_WRITTEN EXERCISE_
Set out all of the records below as a numbered list, leaving out any blank lines.

======== EXTRACTED ENTRIES ========

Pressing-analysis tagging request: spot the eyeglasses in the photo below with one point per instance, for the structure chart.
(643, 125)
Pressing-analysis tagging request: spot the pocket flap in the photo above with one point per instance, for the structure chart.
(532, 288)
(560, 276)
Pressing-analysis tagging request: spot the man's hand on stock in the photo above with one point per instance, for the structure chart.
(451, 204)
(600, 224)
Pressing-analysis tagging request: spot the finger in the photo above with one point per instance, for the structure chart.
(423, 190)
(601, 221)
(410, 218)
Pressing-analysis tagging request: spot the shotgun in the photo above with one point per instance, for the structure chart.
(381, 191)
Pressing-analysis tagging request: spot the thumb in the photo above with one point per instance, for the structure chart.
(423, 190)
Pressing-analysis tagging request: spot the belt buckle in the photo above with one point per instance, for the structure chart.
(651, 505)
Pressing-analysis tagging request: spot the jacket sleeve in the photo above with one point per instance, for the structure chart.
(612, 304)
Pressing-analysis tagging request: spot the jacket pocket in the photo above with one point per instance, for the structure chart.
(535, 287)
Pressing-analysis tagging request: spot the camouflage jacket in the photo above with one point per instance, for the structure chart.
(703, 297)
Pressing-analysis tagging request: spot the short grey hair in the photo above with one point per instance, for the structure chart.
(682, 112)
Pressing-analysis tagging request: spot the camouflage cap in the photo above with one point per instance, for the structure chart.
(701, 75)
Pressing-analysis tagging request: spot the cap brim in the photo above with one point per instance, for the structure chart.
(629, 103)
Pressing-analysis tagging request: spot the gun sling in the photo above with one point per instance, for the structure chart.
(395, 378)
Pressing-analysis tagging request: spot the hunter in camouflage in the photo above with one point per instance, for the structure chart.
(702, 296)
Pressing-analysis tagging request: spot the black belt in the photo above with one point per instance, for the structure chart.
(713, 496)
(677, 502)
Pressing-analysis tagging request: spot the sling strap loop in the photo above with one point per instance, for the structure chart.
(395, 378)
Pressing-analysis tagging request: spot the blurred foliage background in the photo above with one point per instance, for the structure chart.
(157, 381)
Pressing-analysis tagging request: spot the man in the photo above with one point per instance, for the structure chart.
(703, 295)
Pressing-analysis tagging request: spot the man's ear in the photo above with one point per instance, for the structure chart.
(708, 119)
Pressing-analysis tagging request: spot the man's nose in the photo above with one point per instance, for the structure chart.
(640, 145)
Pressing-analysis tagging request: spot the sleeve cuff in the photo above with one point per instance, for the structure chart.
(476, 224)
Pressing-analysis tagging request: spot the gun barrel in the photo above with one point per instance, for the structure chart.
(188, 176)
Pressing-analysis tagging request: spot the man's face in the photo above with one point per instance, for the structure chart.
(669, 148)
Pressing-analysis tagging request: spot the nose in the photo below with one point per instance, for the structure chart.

========

_RESULT OF THIS EXERCISE_
1. Pressing-analysis tagging request: spot the eyeglasses in the photo below with one point per instance, for the structure chart.
2. (643, 125)
3. Pressing-analysis tagging request: spot the pocket flap in the photo above with one point per instance, for the structure chart.
4. (532, 288)
5. (560, 276)
6. Pressing-analysis tagging request: spot the man's hand on stock in the photo above with one point per instance, for the structure chart.
7. (451, 204)
8. (600, 224)
9. Pressing-analysis tagging request: spot the finger in the photo above with one point per instance, for the structure chart.
10. (423, 190)
11. (601, 221)
12. (410, 218)
13. Pressing-analysis tagging request: spot the shotgun in the photo above with one point per instance, for the structure chart.
14. (381, 191)
15. Pressing-analysis tagging request: spot the thumb in the photo above with one point per instance, for the structure chart.
16. (423, 190)
17. Pressing-analysis tagging request: spot the belt buckle in the photo above with one point per instance, for the structure chart.
18. (651, 505)
19. Pressing-analysis tagging request: spot the jacket sleeve in the photo above with one point per instance, for the structure chart.
20. (612, 304)
21. Pressing-analysis tagging request: spot the jacket pocket in the photo above with one point per instance, for the structure chart.
22. (535, 287)
23. Pressing-analysis tagging request: spot the camouflage jacket in the photo above with one point per instance, for the structure chart.
24. (703, 297)
25. Pressing-analysis tagging request: spot the short grey hair in the photo above with one point per instance, for the structure chart.
26. (682, 112)
27. Pressing-analysis tagging request: spot the camouflage cap in the photo above with one point per instance, for the structure chart.
28. (701, 75)
29. Pressing-analysis tagging request: spot the cap brim in the photo above with one point per instance, for the structure chart.
30. (629, 103)
31. Pressing-analysis tagging request: spot the gun sling in the photo above with one point per instance, for the structure chart.
32. (395, 378)
33. Pressing-analysis tagging request: spot the hunter in camouflage in the photo above with one point per instance, for the structure chart.
34. (702, 296)
35. Pressing-analysis tagging request: spot the black belt in the photo above with one point per instance, for the structure chart.
36. (713, 496)
37. (677, 502)
38. Pressing-analysis tagging request: spot the sling strap loop in the photo above with one point per instance, for the structure chart.
39. (395, 378)
40. Pressing-analysis tagging request: spot the blurred foliage background in the photo above with one point per instance, for the structure chart.
41. (157, 381)
42. Pressing-analysis tagging request: spot the man in the photo above with one point per instance, for the structure chart.
43. (703, 295)
44. Pressing-analysis tagging request: spot the man's ear in the photo above with one point per instance, for the structure chart.
45. (708, 119)
46. Pressing-analysis tagging request: spot the man's nose in the photo above with one point per instance, for the structure chart.
47. (640, 145)
48. Pressing-analysis tagging request: spot the sleeve cuff in the photo above with one point per instance, for the structure chart.
49. (476, 224)
50. Pressing-analysis tagging request: spot the gun barrel in the photo above with one point per instance, for the structure chart.
51. (188, 176)
52. Pressing-analysis tagging request: spot the man's face in the photo above with one point per instance, for the structure chart.
53. (669, 148)
54. Pressing-analysis tagging request: spot the nose in the photo below with one point per instance, for the structure chart.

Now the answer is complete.